_The task_
How many lines in the records below contain the word "board"? Reply with the number alone.

_Task inputs_
——————————

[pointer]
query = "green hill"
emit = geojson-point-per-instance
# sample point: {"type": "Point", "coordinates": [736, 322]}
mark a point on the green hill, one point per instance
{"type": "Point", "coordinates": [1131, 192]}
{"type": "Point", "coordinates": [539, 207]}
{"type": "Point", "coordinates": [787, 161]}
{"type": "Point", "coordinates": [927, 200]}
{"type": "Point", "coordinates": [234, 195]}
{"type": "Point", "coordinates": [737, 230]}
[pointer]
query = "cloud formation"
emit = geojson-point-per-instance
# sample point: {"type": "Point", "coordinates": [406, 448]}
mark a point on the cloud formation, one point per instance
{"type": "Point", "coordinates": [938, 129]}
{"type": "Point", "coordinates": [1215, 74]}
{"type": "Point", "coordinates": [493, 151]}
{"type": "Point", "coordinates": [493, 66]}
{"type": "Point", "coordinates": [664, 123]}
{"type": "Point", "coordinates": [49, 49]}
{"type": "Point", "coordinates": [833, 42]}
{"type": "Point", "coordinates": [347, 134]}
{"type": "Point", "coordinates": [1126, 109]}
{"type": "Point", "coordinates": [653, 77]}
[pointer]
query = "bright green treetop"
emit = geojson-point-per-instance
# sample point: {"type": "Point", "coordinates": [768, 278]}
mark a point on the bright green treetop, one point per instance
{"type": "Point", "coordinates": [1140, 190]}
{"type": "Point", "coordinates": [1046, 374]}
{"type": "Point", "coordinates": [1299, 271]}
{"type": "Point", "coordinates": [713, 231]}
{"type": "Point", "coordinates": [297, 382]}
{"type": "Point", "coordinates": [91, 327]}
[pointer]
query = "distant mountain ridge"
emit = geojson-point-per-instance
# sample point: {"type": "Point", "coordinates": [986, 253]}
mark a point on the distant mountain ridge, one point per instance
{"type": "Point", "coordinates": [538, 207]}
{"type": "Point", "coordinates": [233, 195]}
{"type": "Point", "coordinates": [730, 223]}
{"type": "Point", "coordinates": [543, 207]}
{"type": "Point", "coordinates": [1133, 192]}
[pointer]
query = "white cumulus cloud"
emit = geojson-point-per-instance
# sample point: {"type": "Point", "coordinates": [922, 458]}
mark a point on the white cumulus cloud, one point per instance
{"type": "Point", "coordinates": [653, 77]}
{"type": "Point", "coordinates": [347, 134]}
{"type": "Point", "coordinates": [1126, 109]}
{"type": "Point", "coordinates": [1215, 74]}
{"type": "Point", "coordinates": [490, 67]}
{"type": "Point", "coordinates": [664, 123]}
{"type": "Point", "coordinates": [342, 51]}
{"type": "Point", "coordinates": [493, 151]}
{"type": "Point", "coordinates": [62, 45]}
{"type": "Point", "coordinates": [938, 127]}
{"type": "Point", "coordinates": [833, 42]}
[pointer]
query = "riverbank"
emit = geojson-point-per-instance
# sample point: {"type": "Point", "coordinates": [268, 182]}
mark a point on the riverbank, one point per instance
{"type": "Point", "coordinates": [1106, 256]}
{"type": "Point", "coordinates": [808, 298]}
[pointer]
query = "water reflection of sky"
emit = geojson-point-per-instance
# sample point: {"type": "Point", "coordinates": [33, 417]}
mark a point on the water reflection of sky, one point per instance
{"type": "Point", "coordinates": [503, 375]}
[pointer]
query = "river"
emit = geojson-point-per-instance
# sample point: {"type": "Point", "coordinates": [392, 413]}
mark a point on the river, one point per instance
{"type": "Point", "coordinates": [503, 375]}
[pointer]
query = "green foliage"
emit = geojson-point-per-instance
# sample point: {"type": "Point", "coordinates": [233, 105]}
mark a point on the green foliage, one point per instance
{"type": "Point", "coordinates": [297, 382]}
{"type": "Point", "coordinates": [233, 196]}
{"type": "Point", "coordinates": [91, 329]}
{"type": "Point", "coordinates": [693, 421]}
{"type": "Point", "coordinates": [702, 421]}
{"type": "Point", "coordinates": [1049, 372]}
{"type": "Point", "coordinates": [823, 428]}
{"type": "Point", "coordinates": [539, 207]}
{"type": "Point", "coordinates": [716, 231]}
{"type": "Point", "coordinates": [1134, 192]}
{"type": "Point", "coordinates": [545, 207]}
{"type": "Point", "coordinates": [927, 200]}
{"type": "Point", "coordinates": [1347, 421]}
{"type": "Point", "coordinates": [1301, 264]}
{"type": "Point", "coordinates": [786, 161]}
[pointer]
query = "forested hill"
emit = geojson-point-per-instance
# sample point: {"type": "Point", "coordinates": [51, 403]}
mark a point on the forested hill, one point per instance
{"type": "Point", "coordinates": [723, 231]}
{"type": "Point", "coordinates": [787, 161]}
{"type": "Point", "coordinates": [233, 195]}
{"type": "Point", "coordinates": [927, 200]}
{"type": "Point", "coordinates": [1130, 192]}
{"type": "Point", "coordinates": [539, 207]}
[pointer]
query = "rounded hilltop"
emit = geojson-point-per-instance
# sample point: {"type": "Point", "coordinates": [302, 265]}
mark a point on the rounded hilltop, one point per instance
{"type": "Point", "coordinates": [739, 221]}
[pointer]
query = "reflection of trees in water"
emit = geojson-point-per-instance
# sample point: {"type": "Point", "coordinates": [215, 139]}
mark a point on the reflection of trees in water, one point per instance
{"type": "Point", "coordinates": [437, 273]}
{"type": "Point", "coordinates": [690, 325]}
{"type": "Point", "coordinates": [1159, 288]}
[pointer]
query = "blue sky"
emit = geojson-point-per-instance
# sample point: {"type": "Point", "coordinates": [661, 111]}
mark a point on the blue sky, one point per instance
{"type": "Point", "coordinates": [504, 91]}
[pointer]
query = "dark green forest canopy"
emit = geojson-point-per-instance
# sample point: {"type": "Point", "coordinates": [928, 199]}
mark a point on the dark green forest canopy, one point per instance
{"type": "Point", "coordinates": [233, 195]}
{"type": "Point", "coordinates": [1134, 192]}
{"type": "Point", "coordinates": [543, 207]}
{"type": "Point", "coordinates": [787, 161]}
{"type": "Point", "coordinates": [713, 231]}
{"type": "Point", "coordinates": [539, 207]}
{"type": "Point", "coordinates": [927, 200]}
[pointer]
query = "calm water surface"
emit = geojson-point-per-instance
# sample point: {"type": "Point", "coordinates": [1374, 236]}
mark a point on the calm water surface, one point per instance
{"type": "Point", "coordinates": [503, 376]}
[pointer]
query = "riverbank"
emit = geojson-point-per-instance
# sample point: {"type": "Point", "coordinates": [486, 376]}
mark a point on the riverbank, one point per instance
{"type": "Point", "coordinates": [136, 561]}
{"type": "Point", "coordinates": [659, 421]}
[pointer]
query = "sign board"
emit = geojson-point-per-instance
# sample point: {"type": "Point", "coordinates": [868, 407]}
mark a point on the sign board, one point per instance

——————————

_Solution to this problem_
2